[ИЗБРАННЫЙ ОТРЫВОК]

Статьи
Шрифт:
МЫ ГОВОРИЛИ о «теории». Обратимся теперь к «сути. В каком смысле и до какой степени она может быть названа «христианской»? Ответ зависит от того, что мы разумеем под словом «христианский» — постольку, поскольку именно различное его понимание вызывает раскол в сердцах и умах современных христиан. И потому единственно объективный подход предполагает оценку византийского общества и его опыта в свете их собственных критериев и предпосылок — такую оценку, которая позволила бы судить, сколь актуальна для нас та или другая сторона этого опыта.
Как мы видели, термин «христианская» в применении к Империи означал для византийца, что она приняла известную «истину», вполне определенное видение мира и истории. В том, что Империя и в самом деле приняла это видение, мы уже могли убедиться.
В поисках доказательства обратимся к явлению, которое имело для восточного «опыта» государства столь же решающее значение, как и обращение первого христианского императора. Таким явлением было монашество, точнее, его место и функция в византийском мировоззрении, усвоенное им едва ли не с первых шагов. Здесь, как и применительно к обращению Константина, речь пойдет не о содержании монашеской духовности, как таковой, а о том, каким образом монашеский идеал был воспринят византийской традицией.

[ЗАПИСАННЫЕ ДАННЫЕ]
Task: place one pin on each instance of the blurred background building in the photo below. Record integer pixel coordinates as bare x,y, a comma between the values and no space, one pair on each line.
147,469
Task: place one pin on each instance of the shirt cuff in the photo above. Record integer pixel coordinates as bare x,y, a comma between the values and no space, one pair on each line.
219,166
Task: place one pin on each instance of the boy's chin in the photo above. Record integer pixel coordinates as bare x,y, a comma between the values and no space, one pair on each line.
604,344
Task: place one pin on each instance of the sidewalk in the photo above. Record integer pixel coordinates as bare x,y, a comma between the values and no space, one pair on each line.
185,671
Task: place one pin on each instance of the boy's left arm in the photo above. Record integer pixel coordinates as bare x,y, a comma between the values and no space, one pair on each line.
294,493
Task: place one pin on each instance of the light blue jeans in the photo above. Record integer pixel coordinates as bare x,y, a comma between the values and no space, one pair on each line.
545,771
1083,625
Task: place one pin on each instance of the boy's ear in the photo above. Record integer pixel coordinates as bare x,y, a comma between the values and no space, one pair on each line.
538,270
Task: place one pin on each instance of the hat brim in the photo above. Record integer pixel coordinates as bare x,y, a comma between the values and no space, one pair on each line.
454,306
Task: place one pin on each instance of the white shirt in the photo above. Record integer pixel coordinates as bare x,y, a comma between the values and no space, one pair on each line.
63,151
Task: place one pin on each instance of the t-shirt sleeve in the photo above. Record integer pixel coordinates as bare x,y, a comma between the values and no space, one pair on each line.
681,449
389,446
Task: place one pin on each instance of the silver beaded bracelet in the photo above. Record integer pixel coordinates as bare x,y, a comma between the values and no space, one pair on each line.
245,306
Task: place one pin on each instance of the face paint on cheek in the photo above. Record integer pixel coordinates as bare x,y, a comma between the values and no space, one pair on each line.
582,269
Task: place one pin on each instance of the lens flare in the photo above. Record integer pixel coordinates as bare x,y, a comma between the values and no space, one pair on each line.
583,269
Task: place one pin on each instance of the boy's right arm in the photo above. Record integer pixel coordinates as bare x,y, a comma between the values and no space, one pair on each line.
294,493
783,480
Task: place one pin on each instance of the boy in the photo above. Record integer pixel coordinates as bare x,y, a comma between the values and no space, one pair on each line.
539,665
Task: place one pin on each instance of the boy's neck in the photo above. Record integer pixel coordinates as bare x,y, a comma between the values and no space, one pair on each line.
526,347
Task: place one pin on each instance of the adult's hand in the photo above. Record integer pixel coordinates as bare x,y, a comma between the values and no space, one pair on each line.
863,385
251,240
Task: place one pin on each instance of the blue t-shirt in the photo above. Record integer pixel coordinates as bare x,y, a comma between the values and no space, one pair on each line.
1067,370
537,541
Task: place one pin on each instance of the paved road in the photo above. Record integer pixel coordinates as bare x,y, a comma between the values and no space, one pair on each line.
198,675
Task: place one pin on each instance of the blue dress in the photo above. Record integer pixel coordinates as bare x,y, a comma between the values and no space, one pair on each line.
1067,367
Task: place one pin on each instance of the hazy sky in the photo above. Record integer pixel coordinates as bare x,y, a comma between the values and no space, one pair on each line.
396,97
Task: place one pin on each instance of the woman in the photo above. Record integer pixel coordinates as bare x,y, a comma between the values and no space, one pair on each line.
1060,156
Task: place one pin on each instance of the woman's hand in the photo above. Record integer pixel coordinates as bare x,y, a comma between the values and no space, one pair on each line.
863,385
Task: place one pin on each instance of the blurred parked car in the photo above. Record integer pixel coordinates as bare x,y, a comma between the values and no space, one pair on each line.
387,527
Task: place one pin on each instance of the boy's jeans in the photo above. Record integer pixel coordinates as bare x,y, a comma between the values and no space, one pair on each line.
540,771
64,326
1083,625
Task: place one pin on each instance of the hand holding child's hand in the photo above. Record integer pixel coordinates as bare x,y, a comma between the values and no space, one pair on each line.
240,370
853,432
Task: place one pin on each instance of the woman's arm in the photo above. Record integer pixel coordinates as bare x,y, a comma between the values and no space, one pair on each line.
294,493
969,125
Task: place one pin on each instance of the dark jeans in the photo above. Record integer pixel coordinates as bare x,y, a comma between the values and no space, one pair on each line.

* * *

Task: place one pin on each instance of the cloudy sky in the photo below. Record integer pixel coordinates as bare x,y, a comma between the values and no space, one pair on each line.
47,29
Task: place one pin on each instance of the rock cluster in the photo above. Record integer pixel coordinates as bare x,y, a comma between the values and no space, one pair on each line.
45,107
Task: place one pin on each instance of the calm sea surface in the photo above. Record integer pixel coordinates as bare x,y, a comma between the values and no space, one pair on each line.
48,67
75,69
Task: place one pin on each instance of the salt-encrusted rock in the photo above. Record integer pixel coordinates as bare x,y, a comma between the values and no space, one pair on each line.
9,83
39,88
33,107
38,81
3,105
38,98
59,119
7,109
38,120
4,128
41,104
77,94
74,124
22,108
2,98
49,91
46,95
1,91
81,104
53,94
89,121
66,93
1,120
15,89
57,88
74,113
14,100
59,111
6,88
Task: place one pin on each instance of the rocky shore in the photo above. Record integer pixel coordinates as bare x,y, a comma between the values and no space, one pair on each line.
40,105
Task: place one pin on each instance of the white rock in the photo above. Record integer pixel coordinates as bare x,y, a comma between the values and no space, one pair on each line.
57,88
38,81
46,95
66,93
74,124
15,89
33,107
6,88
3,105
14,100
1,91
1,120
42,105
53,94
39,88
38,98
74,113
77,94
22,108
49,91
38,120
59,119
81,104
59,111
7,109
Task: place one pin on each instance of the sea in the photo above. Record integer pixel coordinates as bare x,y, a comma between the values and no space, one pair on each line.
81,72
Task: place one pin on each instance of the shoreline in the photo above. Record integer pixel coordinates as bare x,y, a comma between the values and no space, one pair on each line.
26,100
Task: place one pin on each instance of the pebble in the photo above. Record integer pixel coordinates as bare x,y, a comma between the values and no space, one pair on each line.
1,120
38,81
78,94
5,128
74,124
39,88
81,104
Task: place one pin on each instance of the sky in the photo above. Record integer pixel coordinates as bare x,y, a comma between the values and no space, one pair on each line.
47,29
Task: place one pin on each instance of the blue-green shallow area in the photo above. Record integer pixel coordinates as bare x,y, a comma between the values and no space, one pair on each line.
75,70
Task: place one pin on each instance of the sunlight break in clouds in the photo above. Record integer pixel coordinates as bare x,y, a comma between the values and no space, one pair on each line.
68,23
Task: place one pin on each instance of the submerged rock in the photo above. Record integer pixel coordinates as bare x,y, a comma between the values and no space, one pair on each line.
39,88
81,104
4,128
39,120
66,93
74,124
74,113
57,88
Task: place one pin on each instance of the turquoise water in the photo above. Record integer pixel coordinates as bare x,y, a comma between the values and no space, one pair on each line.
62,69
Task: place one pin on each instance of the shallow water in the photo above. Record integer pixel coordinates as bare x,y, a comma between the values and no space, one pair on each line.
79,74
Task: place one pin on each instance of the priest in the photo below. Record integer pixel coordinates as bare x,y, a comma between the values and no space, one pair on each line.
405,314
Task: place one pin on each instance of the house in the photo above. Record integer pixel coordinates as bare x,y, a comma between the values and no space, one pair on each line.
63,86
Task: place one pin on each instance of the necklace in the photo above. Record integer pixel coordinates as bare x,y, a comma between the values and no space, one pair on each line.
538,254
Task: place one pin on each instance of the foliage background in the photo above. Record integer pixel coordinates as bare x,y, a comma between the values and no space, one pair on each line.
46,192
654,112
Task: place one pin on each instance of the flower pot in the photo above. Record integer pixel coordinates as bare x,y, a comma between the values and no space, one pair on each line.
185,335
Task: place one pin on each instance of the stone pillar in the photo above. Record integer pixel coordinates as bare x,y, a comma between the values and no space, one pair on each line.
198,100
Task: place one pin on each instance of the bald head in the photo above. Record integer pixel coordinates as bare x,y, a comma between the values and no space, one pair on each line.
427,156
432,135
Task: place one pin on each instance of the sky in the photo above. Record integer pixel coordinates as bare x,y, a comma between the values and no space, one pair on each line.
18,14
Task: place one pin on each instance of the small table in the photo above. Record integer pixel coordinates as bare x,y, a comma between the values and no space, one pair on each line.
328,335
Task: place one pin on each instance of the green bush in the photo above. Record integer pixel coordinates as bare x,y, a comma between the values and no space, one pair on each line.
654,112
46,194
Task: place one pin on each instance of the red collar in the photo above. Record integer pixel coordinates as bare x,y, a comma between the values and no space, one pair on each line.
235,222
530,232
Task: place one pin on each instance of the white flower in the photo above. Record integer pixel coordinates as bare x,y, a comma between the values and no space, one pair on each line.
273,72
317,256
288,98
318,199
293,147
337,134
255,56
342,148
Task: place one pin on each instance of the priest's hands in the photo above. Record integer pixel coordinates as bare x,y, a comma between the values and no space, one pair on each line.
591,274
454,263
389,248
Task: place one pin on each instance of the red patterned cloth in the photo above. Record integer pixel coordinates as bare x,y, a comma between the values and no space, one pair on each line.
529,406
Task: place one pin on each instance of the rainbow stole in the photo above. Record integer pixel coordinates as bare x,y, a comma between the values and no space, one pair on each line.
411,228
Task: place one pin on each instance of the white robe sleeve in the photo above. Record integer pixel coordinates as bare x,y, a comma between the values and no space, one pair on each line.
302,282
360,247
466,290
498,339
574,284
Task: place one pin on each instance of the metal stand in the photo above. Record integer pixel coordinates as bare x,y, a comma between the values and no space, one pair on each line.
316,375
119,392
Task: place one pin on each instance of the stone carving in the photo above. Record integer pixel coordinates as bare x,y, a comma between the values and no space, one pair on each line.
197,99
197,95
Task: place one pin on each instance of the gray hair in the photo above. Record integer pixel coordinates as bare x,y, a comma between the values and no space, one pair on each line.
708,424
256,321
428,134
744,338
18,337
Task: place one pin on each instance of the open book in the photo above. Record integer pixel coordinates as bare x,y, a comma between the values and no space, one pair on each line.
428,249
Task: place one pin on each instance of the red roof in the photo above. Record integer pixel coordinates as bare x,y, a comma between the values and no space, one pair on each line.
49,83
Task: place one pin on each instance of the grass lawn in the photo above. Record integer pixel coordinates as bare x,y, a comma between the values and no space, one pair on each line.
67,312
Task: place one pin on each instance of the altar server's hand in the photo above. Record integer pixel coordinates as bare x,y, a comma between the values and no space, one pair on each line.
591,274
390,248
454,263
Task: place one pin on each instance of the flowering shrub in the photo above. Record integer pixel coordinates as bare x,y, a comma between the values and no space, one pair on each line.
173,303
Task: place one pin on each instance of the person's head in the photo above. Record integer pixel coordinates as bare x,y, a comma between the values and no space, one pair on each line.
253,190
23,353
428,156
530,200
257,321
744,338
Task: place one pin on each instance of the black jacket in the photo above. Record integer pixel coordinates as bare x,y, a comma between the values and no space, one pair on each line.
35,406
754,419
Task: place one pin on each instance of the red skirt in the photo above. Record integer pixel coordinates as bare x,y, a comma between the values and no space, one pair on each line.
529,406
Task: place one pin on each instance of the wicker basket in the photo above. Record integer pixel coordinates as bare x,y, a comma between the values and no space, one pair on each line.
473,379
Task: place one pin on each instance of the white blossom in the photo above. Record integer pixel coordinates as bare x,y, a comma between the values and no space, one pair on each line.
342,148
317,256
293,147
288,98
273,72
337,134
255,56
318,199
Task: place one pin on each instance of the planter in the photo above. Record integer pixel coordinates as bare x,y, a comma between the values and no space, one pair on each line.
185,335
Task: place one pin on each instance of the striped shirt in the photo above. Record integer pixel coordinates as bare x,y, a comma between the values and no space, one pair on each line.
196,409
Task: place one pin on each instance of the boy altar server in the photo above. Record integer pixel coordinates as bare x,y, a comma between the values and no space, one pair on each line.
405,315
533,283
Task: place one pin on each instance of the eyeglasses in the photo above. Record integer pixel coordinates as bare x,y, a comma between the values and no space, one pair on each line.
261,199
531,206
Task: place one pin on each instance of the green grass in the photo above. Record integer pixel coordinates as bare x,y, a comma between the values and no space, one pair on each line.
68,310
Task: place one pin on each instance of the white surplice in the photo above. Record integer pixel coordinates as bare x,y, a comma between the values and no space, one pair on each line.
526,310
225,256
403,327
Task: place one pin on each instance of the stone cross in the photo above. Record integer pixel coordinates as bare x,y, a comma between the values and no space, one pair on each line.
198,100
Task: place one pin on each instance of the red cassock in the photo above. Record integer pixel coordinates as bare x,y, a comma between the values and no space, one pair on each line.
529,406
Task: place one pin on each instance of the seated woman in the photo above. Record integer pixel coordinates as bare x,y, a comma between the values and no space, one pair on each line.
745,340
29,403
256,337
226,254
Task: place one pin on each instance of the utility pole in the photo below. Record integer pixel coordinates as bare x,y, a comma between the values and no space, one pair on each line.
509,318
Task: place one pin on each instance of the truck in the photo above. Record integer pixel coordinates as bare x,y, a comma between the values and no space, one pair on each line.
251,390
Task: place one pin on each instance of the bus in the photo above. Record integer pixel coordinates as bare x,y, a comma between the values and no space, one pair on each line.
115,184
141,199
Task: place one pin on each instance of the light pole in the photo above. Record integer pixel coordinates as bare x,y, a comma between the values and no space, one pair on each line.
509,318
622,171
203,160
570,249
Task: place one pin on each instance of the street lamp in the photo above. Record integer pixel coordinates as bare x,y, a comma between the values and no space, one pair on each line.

[КОРОТКОЕ УПРАЖНЕНИЕ A]
Перепишите из отрывка без изменений фрагмент от «В поисках доказательства» до «воспринят византийской традицией.».
[КОРОТКОЕ УПРАЖНЕНИЕ B]
Укажите, сколько строк в записях содержат слово «jeans» с учетом регистра; в ответе дайте только число.
Отрывок и записи никак не связаны друг с другом.

[РЕШЕНИЕ ЗАДАЧИ A]
В поисках доказательства обратимся к явлению, которое имело для восточного «опыта» государства столь же решающее значение, как и обращение первого христианского императора. Таким явлением было монашество, точнее, его место и функция в византийском мировоззрении, усвоенное им едва ли не с первых шагов. Здесь, как и применительно к обращению Константина, речь пойдет не о содержании монашеской духовности, как таковой, а о том, каким образом монашеский идеал был воспринят византийской традицией.

[РЕШЕНИЕ ЗАДАЧИ B]
3